Wednesday, January 19, 2011

Do we turn them away?

kw: medicine, insurance, mandates

When my grandmother had a stroke in 1972 she was taken to a hospital, where she died the next day. My mother remarked later, "If she had awoken in the hospital, she'd have died of apoplexy." It was her first visit to a hospital since 1918, when her first child was born. That birth experience so disgusted her that she had her younger children, including my mother, on the kitchen table, delivered by my grandfather. She never partook of medical services again, consciously at least.

From 1918 to 1972 is 54 years. More than a half century during which she spent not a penny on medical services. That is how she wanted it. More to the point, when my grandfather became troubled by dementia, probably Alzheimer's although it was called "hardening of the arteries" in the 1960s, she cared for him at home, right up until his death at age 75.

My grandparents ran a family business their entire lives together. Their only employees were their children. They had no medical insurance. Being well-to-do, when they needed a doctor to see to a sick child, and that was very rare, they simply paid for it. What would they have paid for insurance, had they had any?

§ EXERCISE REQUIREMENTS
a) Reproduce the part of the post between "From 1918 to" and "they had any?", inclusive.
b) Translate this sentence from the post into Spanish: "My grandparents ran a family business their entire lives together."
This exercise does not require the data.

[Collected data entries]

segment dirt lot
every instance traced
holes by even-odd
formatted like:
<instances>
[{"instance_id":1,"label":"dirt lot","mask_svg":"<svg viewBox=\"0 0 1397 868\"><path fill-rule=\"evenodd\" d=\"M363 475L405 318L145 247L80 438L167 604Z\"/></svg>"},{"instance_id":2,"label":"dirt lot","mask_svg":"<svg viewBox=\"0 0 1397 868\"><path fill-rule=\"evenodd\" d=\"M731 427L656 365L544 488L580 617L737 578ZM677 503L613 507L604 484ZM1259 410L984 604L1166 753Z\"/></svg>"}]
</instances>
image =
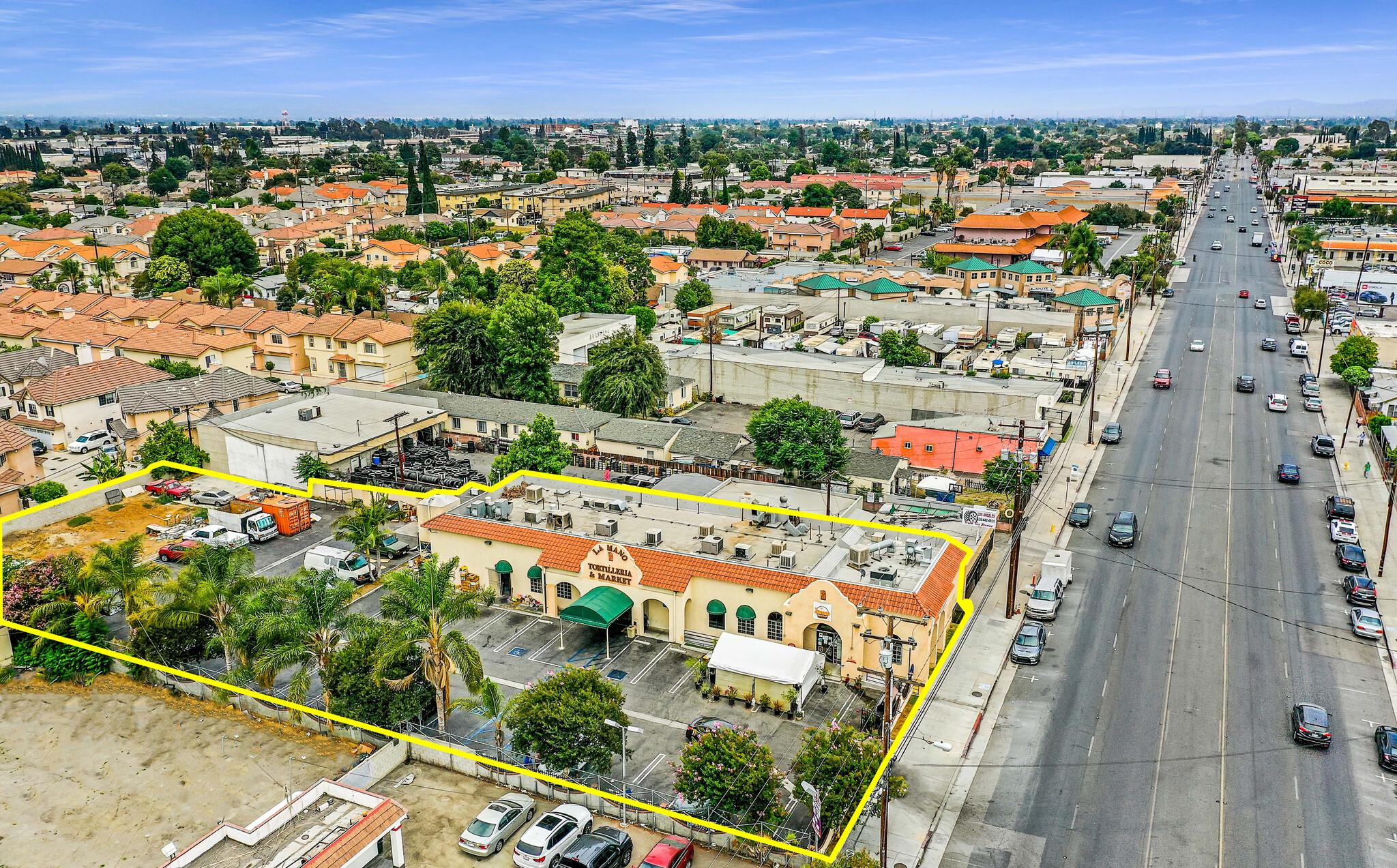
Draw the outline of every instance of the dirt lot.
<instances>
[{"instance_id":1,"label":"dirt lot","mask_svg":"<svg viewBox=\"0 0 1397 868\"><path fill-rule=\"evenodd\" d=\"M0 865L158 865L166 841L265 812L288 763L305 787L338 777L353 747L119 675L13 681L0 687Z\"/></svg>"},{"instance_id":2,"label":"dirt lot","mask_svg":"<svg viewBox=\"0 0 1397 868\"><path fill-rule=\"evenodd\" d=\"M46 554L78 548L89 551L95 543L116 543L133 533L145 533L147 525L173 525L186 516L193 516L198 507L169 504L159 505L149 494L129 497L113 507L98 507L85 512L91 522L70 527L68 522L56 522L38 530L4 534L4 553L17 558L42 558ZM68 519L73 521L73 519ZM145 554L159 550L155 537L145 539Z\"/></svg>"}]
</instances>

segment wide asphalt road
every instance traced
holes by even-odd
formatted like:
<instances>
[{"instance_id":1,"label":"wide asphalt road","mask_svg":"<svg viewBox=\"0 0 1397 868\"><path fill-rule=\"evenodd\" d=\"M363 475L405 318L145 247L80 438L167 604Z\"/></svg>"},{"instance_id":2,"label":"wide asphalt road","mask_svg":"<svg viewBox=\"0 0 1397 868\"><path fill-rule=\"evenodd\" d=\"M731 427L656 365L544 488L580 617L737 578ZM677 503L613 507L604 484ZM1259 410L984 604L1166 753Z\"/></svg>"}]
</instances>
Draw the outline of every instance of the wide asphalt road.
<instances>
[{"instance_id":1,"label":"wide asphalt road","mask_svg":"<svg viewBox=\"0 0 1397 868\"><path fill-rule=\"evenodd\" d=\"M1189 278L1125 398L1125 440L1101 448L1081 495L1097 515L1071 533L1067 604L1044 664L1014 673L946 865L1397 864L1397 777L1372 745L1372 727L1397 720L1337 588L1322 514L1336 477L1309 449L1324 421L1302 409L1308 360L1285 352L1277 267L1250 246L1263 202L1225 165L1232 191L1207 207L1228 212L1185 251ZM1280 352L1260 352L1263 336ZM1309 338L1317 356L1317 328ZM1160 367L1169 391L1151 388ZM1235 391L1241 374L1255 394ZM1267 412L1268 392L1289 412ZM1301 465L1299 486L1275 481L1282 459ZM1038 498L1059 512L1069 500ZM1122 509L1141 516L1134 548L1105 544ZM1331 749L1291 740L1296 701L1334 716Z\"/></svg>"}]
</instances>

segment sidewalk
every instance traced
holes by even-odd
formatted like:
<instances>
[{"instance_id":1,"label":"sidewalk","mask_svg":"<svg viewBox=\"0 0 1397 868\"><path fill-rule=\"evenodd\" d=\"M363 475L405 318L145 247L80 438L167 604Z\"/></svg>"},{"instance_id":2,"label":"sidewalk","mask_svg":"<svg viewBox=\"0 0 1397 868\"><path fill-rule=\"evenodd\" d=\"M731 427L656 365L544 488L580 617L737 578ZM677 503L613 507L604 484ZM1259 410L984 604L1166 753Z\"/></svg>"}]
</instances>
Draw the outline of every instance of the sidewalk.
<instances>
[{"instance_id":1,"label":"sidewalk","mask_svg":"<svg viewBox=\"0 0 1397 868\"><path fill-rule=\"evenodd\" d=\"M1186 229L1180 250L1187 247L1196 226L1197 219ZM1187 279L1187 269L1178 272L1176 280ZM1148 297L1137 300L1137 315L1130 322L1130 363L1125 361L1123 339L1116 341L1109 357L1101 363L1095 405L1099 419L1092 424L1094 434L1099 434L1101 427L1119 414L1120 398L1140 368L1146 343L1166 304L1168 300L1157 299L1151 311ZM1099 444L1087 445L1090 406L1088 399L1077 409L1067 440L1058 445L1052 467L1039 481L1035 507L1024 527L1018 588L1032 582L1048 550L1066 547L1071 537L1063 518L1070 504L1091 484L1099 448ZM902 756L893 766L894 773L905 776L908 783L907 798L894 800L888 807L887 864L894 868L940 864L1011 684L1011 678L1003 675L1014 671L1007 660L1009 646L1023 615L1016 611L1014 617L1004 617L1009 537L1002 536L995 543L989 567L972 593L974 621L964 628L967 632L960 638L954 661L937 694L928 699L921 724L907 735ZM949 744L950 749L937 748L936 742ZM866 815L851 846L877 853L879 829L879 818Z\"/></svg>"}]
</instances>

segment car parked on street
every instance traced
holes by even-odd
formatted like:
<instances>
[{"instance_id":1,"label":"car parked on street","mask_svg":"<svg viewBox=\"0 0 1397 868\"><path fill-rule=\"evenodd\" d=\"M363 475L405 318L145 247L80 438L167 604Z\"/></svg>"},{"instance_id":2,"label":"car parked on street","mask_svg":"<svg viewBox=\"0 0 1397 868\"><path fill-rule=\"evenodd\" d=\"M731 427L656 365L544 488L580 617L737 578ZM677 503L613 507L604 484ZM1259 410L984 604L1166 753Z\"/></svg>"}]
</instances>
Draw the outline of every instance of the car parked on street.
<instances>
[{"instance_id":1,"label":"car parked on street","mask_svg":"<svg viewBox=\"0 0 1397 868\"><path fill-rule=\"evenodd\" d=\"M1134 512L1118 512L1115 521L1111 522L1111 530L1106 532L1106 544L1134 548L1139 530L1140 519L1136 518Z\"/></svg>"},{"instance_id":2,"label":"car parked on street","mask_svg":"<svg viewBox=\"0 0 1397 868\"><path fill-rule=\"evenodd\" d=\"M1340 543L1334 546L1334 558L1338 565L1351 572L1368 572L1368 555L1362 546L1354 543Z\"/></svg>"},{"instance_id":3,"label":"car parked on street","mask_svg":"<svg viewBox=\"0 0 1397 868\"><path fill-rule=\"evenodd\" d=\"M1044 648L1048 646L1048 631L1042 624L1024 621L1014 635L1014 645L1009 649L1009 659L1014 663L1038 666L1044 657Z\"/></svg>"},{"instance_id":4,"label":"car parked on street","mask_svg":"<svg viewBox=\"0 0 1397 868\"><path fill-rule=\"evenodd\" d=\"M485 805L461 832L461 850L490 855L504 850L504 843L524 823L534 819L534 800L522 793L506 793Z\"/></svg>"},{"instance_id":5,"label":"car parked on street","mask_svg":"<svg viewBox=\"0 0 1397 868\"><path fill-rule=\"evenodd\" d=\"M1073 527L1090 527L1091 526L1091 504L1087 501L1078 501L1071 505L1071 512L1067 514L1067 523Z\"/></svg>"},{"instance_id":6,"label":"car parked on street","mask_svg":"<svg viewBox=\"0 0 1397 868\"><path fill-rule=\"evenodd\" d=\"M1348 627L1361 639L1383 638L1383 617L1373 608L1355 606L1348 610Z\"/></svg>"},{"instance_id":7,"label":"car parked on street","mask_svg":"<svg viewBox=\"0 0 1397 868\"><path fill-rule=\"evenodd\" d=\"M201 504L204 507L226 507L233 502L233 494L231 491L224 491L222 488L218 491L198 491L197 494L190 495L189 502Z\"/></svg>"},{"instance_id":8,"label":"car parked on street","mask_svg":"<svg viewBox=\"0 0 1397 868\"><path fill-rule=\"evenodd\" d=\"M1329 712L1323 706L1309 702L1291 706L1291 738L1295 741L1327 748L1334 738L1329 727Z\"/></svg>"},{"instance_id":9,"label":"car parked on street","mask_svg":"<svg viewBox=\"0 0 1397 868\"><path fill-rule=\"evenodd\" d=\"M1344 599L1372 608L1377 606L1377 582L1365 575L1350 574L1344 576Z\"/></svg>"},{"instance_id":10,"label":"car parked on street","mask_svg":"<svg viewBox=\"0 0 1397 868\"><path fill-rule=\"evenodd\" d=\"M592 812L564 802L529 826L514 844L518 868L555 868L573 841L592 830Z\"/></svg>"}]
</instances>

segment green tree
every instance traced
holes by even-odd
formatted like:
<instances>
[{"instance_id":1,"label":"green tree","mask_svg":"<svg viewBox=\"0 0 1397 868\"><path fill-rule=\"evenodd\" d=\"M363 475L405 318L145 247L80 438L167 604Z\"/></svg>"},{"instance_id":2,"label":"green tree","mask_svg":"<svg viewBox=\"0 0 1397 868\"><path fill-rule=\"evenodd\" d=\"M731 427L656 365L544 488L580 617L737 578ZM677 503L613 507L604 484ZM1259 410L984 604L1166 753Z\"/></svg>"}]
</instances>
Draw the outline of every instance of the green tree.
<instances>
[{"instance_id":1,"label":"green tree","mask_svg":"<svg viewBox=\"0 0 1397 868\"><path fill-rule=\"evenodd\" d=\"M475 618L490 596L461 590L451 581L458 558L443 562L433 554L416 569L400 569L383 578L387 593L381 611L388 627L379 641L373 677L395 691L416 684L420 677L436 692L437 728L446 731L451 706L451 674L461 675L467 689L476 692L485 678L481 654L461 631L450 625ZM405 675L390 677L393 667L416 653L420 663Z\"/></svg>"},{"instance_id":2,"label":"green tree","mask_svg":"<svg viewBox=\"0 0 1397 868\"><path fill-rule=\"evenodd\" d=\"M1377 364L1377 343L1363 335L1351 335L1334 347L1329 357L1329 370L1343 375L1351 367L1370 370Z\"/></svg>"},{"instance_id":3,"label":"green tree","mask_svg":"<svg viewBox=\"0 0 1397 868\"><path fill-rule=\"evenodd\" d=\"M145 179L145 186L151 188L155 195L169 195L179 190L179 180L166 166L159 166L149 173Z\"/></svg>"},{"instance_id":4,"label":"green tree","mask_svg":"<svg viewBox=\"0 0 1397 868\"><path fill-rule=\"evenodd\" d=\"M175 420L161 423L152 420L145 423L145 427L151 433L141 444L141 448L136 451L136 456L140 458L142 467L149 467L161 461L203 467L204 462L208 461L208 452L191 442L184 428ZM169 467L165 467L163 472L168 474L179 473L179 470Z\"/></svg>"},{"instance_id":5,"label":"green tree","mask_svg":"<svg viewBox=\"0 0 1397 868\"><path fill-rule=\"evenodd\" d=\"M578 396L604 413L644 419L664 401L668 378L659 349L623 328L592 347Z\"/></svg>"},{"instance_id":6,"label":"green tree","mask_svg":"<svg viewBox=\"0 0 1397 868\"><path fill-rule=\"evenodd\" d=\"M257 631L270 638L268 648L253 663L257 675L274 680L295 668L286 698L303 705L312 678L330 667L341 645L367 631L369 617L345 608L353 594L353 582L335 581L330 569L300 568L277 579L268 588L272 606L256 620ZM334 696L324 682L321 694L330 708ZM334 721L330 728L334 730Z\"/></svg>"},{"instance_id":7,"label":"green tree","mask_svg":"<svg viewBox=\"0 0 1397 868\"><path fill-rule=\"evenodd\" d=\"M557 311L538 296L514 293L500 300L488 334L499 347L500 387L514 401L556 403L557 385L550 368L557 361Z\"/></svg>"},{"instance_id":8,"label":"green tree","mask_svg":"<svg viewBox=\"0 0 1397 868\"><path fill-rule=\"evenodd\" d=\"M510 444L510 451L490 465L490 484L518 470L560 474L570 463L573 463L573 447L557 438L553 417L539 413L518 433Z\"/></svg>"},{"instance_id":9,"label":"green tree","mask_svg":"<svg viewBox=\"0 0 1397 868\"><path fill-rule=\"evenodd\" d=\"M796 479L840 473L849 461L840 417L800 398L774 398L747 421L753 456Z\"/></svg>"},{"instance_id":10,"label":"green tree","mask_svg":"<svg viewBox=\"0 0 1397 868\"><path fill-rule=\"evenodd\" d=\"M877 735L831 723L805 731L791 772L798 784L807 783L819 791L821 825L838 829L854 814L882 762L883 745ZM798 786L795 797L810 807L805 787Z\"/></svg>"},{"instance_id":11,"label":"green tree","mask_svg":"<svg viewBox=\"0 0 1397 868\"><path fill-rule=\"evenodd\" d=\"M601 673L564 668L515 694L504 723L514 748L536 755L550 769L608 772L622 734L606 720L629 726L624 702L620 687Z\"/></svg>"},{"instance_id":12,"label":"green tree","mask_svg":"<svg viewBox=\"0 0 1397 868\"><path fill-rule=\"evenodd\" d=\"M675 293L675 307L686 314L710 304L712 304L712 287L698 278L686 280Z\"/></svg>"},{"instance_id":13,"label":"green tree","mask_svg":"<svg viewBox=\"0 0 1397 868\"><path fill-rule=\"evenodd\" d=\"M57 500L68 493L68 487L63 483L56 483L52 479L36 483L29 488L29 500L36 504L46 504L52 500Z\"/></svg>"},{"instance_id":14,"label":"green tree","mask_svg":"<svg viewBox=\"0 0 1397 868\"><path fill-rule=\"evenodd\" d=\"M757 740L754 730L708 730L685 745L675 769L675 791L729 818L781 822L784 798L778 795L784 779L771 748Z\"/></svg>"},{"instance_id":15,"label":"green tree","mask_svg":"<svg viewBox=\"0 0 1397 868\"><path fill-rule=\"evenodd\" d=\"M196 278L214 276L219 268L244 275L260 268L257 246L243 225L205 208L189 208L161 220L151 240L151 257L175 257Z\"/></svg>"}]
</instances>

§ RESULTS OF THE TASKS
a)
From 1918 to 1972 is 54 years. More than a half century during which she spent not a penny on medical services. That is how she wanted it. More to the point, when my grandfather became troubled by dementia, probably Alzheimer's although it was called "hardening of the arteries" in the 1960s, she cared for him at home, right up until his death at age 75.

My grandparents ran a family business their entire lives together. Their only employees were their children. They had no medical insurance. Being well-to-do, when they needed a doctor to see to a sick child, and that was very rare, they simply paid for it. What would they have paid for insurance, had they had any?

b) Mis abuelos dirigieron juntos un negocio familiar durante toda su vida.